→ **Extracted entries**:
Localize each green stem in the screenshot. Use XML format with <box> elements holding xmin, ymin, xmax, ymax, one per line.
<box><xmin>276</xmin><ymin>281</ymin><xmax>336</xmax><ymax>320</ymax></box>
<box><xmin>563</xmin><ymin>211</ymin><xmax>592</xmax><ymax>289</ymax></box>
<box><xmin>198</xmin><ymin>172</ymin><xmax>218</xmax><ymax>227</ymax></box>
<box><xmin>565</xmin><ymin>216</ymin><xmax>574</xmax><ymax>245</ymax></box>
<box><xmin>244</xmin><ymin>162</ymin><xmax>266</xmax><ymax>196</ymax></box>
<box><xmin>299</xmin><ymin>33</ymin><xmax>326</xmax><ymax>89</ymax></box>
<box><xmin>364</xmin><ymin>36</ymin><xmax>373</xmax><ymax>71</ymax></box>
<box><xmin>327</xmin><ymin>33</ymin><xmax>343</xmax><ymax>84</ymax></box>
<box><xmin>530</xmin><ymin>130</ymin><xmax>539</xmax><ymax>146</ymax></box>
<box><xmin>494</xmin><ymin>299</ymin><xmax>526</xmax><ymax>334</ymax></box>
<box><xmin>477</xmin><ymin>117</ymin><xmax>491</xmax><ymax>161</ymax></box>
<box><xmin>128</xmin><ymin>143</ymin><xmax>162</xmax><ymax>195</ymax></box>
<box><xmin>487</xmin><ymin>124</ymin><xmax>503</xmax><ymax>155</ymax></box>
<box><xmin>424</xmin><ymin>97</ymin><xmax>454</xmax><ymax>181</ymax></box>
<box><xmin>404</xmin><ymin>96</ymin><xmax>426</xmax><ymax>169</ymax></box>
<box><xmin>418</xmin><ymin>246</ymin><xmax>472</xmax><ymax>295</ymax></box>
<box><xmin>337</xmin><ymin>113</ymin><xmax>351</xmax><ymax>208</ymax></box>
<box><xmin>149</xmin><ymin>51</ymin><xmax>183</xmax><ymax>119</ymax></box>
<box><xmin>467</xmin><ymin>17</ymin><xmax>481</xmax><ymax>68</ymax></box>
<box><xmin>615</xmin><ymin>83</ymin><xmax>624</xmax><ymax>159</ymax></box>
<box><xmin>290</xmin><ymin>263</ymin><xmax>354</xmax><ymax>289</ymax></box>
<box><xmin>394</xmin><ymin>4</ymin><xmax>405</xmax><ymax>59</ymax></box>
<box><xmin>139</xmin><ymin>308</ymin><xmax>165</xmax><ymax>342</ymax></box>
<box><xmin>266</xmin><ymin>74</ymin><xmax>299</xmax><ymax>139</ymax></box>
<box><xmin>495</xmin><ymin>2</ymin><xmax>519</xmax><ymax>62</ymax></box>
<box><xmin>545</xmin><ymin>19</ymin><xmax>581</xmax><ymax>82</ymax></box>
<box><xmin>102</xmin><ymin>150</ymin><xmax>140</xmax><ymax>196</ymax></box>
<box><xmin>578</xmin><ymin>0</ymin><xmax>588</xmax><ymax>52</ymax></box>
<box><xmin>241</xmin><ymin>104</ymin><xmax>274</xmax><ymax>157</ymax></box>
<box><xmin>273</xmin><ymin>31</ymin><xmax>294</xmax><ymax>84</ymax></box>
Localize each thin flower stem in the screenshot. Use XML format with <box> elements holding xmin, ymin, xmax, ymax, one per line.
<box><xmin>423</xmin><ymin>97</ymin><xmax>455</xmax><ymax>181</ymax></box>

→ **Exercise**:
Only the lines from the one with "Localize each thin" through the final line above should be repeated, each exactly as written.

→ **Completed exercise**:
Localize each thin flower stem in the screenshot. Use XML format with <box> elements holding xmin, ymin, xmax, ymax, one per line.
<box><xmin>423</xmin><ymin>97</ymin><xmax>455</xmax><ymax>181</ymax></box>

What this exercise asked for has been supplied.